- [Required work] Continue the text on cancers linked to excess body weight from where it stops.

- [Text excerpt]
In the past, strong evidence had linked five cancers to excess body weight:
- Breast cancer in postmenopausal women
- Colorectal cancer
- Uterine cancer
- Kidney cancer
- Esophageal cancer (adenocarcinoma type)
In April this year, the International Agency for Research on Cancer, funded by the American Cancer Society, convened a working group to reassess the preventative role of weight control in cancer. An expert panel reviewed, overall, some 1,000 studies. They established the term “body fatness” and used body mass index as their measure for it. The review found that the evidence was compelling enough to add eight additional cancers to the list of those linked to excess weight:
- Ovarian cancer
- Pancreatic cancer
- Stomach cancer (specifically, gastric cardia)
- Gallbladder cancer
- Liver cancer
- Thyroid cancer
- Multiple myeloma
- Meningioma (cancer of the tissue that surrounds the brain and spinal cord)
Together, these 13 cancers account for 42 percent of all new cancer cases, according to the chairman of the scientific panel, Graham Colditz of Washington University in St. Louis.
Why are there more cancers being connected to excess weight?
ACS noted that when the previous expert panel was convened for their 2002 report, there were smaller and far fewer studies, especially for some less commonly diagnosed cancers. Now there is a much larger body of evidence, primarily from much larger studies, including those where data are pulled from many individual studies. These studies allow better understanding of the associations of excess body weight with risk of less commonly diagnosed cancers.

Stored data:

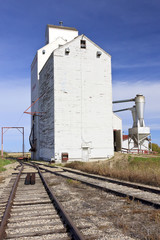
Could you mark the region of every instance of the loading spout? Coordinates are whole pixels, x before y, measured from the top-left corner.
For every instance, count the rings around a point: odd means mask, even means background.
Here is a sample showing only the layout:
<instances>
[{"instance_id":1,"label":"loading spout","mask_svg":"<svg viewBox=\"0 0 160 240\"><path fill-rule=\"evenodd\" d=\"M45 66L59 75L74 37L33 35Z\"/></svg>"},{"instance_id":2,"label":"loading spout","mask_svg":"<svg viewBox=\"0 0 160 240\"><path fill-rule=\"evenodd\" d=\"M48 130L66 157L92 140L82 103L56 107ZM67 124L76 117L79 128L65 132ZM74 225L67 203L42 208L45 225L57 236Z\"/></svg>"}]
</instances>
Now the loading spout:
<instances>
[{"instance_id":1,"label":"loading spout","mask_svg":"<svg viewBox=\"0 0 160 240\"><path fill-rule=\"evenodd\" d=\"M127 111L127 110L131 110L132 111L132 108L123 108L123 109L115 110L113 112L116 113L116 112L122 112L122 111Z\"/></svg>"},{"instance_id":2,"label":"loading spout","mask_svg":"<svg viewBox=\"0 0 160 240\"><path fill-rule=\"evenodd\" d=\"M123 103L123 102L134 102L135 98L131 98L131 99L126 99L126 100L118 100L118 101L113 101L112 103Z\"/></svg>"}]
</instances>

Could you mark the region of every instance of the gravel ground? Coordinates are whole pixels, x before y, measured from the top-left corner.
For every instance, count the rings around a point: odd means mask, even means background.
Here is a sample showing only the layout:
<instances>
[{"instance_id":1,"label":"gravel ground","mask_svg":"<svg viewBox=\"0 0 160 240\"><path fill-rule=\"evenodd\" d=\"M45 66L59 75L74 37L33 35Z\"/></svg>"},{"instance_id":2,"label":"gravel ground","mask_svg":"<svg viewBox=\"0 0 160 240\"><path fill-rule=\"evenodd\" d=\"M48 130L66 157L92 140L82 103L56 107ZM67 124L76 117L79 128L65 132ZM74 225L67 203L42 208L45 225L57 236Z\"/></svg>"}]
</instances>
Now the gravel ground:
<instances>
[{"instance_id":1,"label":"gravel ground","mask_svg":"<svg viewBox=\"0 0 160 240\"><path fill-rule=\"evenodd\" d=\"M15 168L19 165L18 162L11 163L5 166L6 171L0 173L0 196L2 195L5 187L8 185L9 181L11 180L12 173L17 172Z\"/></svg>"},{"instance_id":2,"label":"gravel ground","mask_svg":"<svg viewBox=\"0 0 160 240\"><path fill-rule=\"evenodd\" d=\"M160 239L160 210L45 173L54 193L87 239ZM88 238L89 237L89 238Z\"/></svg>"}]
</instances>

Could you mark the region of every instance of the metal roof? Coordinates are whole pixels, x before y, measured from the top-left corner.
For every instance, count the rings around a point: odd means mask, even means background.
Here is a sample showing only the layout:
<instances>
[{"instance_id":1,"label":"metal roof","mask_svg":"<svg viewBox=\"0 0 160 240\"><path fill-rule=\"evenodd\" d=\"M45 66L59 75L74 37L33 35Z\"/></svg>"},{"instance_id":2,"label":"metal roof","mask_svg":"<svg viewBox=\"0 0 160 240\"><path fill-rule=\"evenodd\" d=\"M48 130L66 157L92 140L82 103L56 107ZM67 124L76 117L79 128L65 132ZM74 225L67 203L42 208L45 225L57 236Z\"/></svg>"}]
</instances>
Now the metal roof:
<instances>
[{"instance_id":1,"label":"metal roof","mask_svg":"<svg viewBox=\"0 0 160 240\"><path fill-rule=\"evenodd\" d=\"M73 27L65 27L65 26L57 26L57 25L51 25L47 24L47 27L49 28L59 28L59 29L64 29L64 30L72 30L72 31L78 31L76 28Z\"/></svg>"}]
</instances>

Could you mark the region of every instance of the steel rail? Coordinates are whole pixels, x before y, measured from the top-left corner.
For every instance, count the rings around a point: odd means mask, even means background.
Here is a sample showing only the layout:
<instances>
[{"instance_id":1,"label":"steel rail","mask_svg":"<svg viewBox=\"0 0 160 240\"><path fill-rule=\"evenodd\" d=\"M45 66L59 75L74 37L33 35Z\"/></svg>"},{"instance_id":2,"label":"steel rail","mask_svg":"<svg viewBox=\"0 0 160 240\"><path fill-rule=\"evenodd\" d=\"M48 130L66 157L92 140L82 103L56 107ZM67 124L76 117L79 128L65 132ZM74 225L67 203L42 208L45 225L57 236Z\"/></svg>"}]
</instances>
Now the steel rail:
<instances>
[{"instance_id":1,"label":"steel rail","mask_svg":"<svg viewBox=\"0 0 160 240\"><path fill-rule=\"evenodd\" d=\"M88 185L90 187L93 187L93 188L96 188L96 189L100 189L104 192L109 192L111 194L114 194L114 195L117 195L117 196L120 196L120 197L128 197L130 200L133 200L133 201L138 201L138 202L141 202L143 204L146 204L146 205L149 205L149 206L152 206L156 209L159 209L160 208L160 203L154 203L150 200L146 200L146 199L143 199L141 197L135 197L133 196L132 194L128 194L128 193L123 193L123 192L120 192L120 191L117 191L117 190L114 190L114 189L110 189L110 188L107 188L107 187L102 187L102 186L99 186L99 185L96 185L94 183L89 183L89 182L86 182L86 181L83 181L83 180L80 180L80 179L77 179L77 178L74 178L74 177L70 177L70 176L64 176L58 172L52 172L50 170L47 170L45 168L41 168L39 167L40 169L42 170L45 170L46 172L50 172L54 175L57 175L57 176L61 176L61 177L64 177L64 178L67 178L67 179L72 179L72 180L77 180L85 185Z\"/></svg>"},{"instance_id":2,"label":"steel rail","mask_svg":"<svg viewBox=\"0 0 160 240\"><path fill-rule=\"evenodd\" d=\"M22 171L23 171L23 167L24 166L22 165L22 167L20 169L20 172L18 173L18 175L16 177L16 180L15 180L14 185L12 187L12 190L11 190L11 193L10 193L10 196L9 196L6 208L5 208L5 212L4 212L3 217L2 217L2 221L1 221L1 225L0 225L0 240L4 239L4 236L5 236L5 227L7 225L7 221L8 221L8 218L10 216L10 210L11 210L11 207L13 205L13 200L14 200L14 197L15 197L15 193L16 193L16 190L17 190L17 186L18 186L20 176L21 176Z\"/></svg>"},{"instance_id":3,"label":"steel rail","mask_svg":"<svg viewBox=\"0 0 160 240\"><path fill-rule=\"evenodd\" d=\"M35 167L38 170L39 176L42 180L42 183L52 201L52 203L54 204L55 208L57 209L58 214L60 215L60 217L63 220L63 223L65 224L68 232L70 232L70 235L72 237L73 240L85 240L84 236L80 233L80 231L78 230L78 228L75 226L75 224L73 223L73 221L71 220L71 218L69 217L69 215L66 213L66 211L64 210L62 204L58 201L58 199L56 198L56 196L53 194L52 190L50 189L50 187L48 186L46 180L44 179L41 171L40 171L40 167L37 166L35 163L29 164L29 163L24 163L26 165L30 165Z\"/></svg>"},{"instance_id":4,"label":"steel rail","mask_svg":"<svg viewBox=\"0 0 160 240\"><path fill-rule=\"evenodd\" d=\"M60 217L63 219L63 222L66 225L66 228L68 229L68 231L71 234L72 239L74 240L84 240L83 235L80 233L80 231L78 230L78 228L75 226L75 224L73 223L73 221L71 220L71 218L68 216L68 214L66 213L66 211L64 210L62 204L58 201L58 199L56 198L56 196L53 194L53 192L51 191L50 187L48 186L46 180L44 179L40 169L38 166L36 166L38 173L40 175L40 178L44 184L44 187L52 201L52 203L54 204L55 208L57 209Z\"/></svg>"},{"instance_id":5,"label":"steel rail","mask_svg":"<svg viewBox=\"0 0 160 240\"><path fill-rule=\"evenodd\" d=\"M98 180L102 180L102 181L106 181L106 182L111 182L111 183L116 183L122 186L126 186L126 187L132 187L135 189L140 189L146 192L151 192L151 193L156 193L156 194L160 194L160 189L157 188L152 188L152 187L148 187L148 186L144 186L144 185L139 185L138 183L132 183L132 182L126 182L123 180L118 180L118 179L113 179L113 178L107 178L107 177L103 177L103 176L98 176L95 174L87 174L87 173L83 173L83 172L77 172L77 171L73 171L70 169L66 169L61 167L65 172L71 172L71 173L75 173L77 175L82 175L85 177L90 177L93 179L98 179Z\"/></svg>"},{"instance_id":6,"label":"steel rail","mask_svg":"<svg viewBox=\"0 0 160 240\"><path fill-rule=\"evenodd\" d=\"M84 172L80 172L80 171L77 171L77 170L67 169L67 168L64 168L64 167L48 166L48 165L45 165L45 164L42 164L42 163L40 163L40 164L38 163L38 165L43 165L43 166L46 166L48 168L60 168L60 169L63 169L63 171L65 171L65 172L71 172L71 173L74 173L74 174L77 174L77 175L90 177L90 178L93 178L93 179L98 179L98 180L102 180L102 181L106 181L106 182L116 183L116 184L119 184L119 185L122 185L122 186L132 187L132 188L143 190L143 191L146 191L146 192L160 194L160 189L145 186L145 185L141 185L141 184L139 185L138 183L126 182L126 181L123 181L123 180L103 177L103 176L90 174L90 173L84 173Z\"/></svg>"}]
</instances>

- [Output of the exercise]
There are many ways it contributes, and these are different for different types of cancer. For example, in postmenopausal women, fat cells are an important contributor to sex hormones, such as estrogen, that play a role in the development of endometrial and breast cancers, as well as some other cancers. But there are also other mechanisms that are thought to be important for different types of cancer. These include mechanisms related to abnormal glucose metabolism and excess insulin, altered immune responses, and obesity-related inflammation.
The expert panel also noted there is a body of preliminary evidence that intentional weight loss may also have a role in cancer prevention. The IARC working group reaffirmed that eating a diet too high in calories and not moving enough are important contributors to excess body fat, but they noted that the most important factor is an excess amount of calories.
Unfortunately, only about half of Americans know that body weight can increase the risk of developing cancer, according to a recent survey.